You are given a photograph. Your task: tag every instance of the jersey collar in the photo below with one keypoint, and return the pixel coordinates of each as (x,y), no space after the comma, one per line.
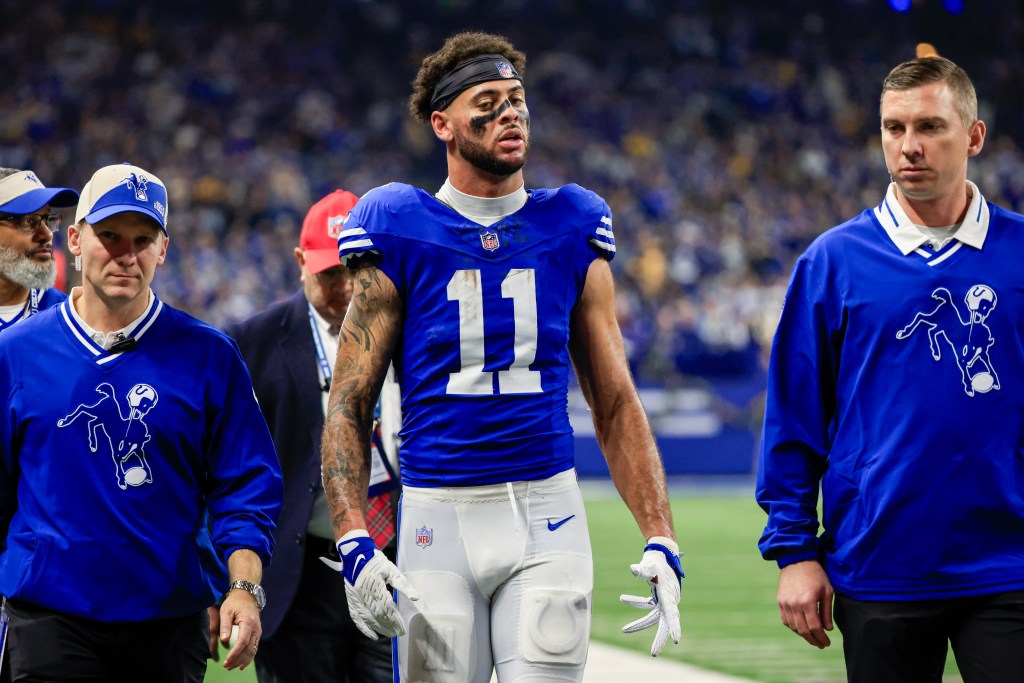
(907,237)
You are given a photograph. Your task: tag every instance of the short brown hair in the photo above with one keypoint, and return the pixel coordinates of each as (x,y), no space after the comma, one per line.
(923,71)
(457,49)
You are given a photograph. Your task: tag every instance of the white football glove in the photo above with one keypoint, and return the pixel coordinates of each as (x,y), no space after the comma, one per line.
(368,572)
(660,568)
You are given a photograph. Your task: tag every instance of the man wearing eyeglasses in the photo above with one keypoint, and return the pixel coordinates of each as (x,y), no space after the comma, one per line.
(27,226)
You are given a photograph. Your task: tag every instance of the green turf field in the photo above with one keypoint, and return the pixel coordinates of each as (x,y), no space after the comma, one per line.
(730,622)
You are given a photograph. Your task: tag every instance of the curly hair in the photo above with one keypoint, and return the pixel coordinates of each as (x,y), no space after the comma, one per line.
(457,49)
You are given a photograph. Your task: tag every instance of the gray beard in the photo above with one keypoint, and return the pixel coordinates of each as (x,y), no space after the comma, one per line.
(22,270)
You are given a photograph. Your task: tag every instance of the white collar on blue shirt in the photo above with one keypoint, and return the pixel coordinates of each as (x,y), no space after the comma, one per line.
(907,237)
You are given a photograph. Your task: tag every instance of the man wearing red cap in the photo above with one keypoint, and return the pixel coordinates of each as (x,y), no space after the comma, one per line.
(290,350)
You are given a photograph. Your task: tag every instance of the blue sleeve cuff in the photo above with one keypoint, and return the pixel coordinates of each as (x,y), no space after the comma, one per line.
(797,557)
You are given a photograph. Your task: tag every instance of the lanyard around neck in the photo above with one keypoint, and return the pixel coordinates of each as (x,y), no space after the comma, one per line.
(325,364)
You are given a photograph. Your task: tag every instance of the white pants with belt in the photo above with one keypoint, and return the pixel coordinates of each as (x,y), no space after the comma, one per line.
(505,574)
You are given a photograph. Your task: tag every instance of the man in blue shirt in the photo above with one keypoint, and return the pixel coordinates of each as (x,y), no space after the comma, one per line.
(892,385)
(27,226)
(138,482)
(485,295)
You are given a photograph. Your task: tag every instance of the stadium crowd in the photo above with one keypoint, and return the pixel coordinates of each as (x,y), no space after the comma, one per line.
(725,136)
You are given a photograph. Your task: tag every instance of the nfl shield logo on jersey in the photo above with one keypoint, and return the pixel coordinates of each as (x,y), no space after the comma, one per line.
(334,225)
(489,241)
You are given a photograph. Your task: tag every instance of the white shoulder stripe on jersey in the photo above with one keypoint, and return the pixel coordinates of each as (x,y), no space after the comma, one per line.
(347,256)
(357,244)
(153,318)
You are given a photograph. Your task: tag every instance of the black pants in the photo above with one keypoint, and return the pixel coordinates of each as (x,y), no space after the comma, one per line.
(317,642)
(46,645)
(905,642)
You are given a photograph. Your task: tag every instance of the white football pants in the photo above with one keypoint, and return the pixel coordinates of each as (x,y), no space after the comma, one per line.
(505,574)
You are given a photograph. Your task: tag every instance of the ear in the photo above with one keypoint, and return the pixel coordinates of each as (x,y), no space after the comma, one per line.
(75,239)
(976,138)
(441,126)
(163,250)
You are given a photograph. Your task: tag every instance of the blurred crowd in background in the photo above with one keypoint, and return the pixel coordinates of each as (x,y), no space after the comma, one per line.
(724,135)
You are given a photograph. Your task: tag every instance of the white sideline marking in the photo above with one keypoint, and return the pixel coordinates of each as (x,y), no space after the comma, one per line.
(606,664)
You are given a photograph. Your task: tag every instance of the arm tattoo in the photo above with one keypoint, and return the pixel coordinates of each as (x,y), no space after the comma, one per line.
(365,346)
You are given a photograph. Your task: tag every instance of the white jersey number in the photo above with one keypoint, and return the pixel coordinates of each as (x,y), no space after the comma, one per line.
(520,286)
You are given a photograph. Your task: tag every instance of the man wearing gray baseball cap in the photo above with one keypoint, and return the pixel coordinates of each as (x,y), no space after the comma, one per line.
(138,480)
(27,226)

*Aim of the task*
Set down the material once more, exactly, with the pictures omitted.

*Output of the exercise*
You are given a photograph. Your task: tag every instance of the jersey collar in the photo below with one keypoint, and return the pixel coordinates of each as (x,y), no space after the comma, one per line.
(907,237)
You are given a photograph. Your task: tag every instance of the short brown hair in the photo above with one keypoint, and return the pixel coordinates of each as (x,y), no space after the comma, one per line.
(923,71)
(457,49)
You are given a photograph. Your task: tag every instance of the white football glove in the photo above with one keypoint, and return the pixel coordinates of each as (x,y), no space after the comma, one per line.
(368,572)
(660,568)
You are given a photograph. Your task: tag every instance of the man wearing eyeglasses in the photo above with one keypoint, and return the pixel coordinates of each as (x,y), no space after the comma, one per line.
(27,226)
You are given a photograph. Your task: tag every instance of the green turf field in the photo above with one keypoint, and return the pixel coordinates of each as (x,y), no space after the comma, one per line.
(730,622)
You are given a photograph. Your task: tag every instance of the curly hair in the photo above with one keypoint, and return the pixel coordinates of each as (x,y), no space after the comma, one per line.
(457,49)
You are given a photograph. Your task: tag every instance of the gray beard in the photo above with one keypoint, and return the pixel coordinates of each as (x,y), no space after the comma, one per line.
(22,270)
You are given a photograph. Your task: tag every instance of the white collar on blue shirt in the photo above with one keypoint, and return the pixel coordinates of each as (x,y), no space after the comma, one per line.
(907,237)
You are given a photograph. Your task: tag every instance of the man wearing red cap in the photo above with one keypoint, and return the pixel coordinates of each as (x,y), no space after the comma, one per line.
(290,350)
You are given a photograph. Your task: tag every instance of the blue sleeve cuff in the photo above with one keypoint, and return the pixel coordinates of each as (x,y), no space after the comma, one per line.
(797,557)
You are given a photograph. Your task: tag every instance of the lanyard around neck in the photo above with one keypoint, and return the pixel coordinates of each as (x,y), no space after the comma, one per line.
(325,364)
You are given a photograph. Your task: tag every instance of the white pants with belt in the photo above with one keypoint, and return the pixel coordinates of each as (x,y), no space after the comma, one per line.
(505,574)
You are given a photograph. Your task: tag every instance of the man in blue shirt in the photo above with one keypoint, and return the pixel coordinates of each as (x,y), no space after the comma, one per line.
(892,385)
(27,226)
(138,482)
(485,295)
You are given a photograph. Your task: tag every instance of the stadium crowd in the photo above with one keypoint, and return the pixel coordinates of each as (x,y), no space after the comma, one per line.
(725,136)
You are given a photograph. Your task: tag every instance of the nfl shield logo on jersey in the photo above with one keypoint, and return the pixel coordinates of each as (x,y), no space after the comma, one per line.
(334,225)
(489,241)
You are given a photograph. Your task: tag every instance of the white shoulder stripe on jersey in the photo above with one keypoint, and return the pixel coordinates of each as (x,y), no space after the comma, one per line.
(347,256)
(357,244)
(153,318)
You are given a photograph. Your task: tag every instance of the black pants in the photo above with one keypoint, and return the pixel coordinates of each as (x,y), no space after the comma, one per line.
(317,642)
(46,645)
(905,642)
You are given a photograph. Your task: tag every instance of the white football pants in the photo above with one keypoint, and return the pixel coordinates of each as (x,y), no space after the comma, one per line.
(505,574)
You are given a photograph. Your task: tag every instance of the ear in the photo above with one keypoint, and return the pixel coordinates of each as (x,y), no space after the comma, one per line.
(75,239)
(976,138)
(441,126)
(163,250)
You are given a photograph. Your task: tag every instance of the blurred crowd in background in the photo above with one keypoint, and return the pixel coordinates of each as (x,y), no space after the comma, one per line.
(724,135)
You are given a photograph. Your task: tag every instance of the white sideline marking in the photo above with one keypoint, and return the pixel coordinates of each as (x,y), no space after the comma, one per line.
(606,664)
You are given a photograph. Your task: tag every instance of the arm tattoo in the photo above with one keypoint, and return the pixel coordinates of each as (x,y), no space after the comma, one per line.
(365,346)
You are given a photograph. Your task: tag every instance of the white jersey number in the photo above with one keypoint, and return the pixel coordinates of each as (x,y), no space after the comma, one per line.
(520,286)
You are given a photograph. Your task: tag every instance of the man wearing gray baseball cap in the photo above with one keypoint, and return the pixel coordinates of each as (x,y), no space after the comma, one per line.
(138,480)
(27,226)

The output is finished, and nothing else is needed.